Recorded data:
+++

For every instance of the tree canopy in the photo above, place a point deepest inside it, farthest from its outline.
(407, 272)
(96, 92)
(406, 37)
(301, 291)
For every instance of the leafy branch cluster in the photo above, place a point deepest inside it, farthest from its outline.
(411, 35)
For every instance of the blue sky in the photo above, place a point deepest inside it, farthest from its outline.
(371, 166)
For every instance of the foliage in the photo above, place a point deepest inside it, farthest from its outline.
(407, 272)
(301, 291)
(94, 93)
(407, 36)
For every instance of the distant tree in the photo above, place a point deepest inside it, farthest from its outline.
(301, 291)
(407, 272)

+++

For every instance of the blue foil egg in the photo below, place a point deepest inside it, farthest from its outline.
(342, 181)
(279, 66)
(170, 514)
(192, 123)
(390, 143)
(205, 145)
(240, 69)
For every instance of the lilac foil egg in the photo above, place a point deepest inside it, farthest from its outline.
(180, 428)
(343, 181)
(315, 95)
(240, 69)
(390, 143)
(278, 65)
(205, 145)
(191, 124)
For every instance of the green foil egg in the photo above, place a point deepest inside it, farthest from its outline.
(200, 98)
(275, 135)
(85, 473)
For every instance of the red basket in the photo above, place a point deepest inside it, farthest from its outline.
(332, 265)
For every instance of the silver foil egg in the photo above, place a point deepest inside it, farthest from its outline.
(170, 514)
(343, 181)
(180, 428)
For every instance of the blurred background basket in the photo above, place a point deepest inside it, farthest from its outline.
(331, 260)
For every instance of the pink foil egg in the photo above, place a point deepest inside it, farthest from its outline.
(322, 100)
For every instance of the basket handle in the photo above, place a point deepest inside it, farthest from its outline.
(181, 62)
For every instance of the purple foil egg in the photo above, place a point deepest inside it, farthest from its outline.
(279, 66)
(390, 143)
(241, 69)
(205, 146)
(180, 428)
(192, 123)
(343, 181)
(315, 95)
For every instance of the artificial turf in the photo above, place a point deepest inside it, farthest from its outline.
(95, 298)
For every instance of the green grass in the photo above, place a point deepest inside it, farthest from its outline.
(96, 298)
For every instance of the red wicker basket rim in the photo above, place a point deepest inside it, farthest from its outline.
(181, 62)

+++

Locate every line in the rows above that contains the word "green", and copy each of those lines in full.

§ **EXERCISE ANSWER**:
For every instance of the green foil egg in the photo above, place a point deepest inside it, farthest from its outline.
For every instance of the green grass in the photo above, place a point deepest inside it, farthest from its outline.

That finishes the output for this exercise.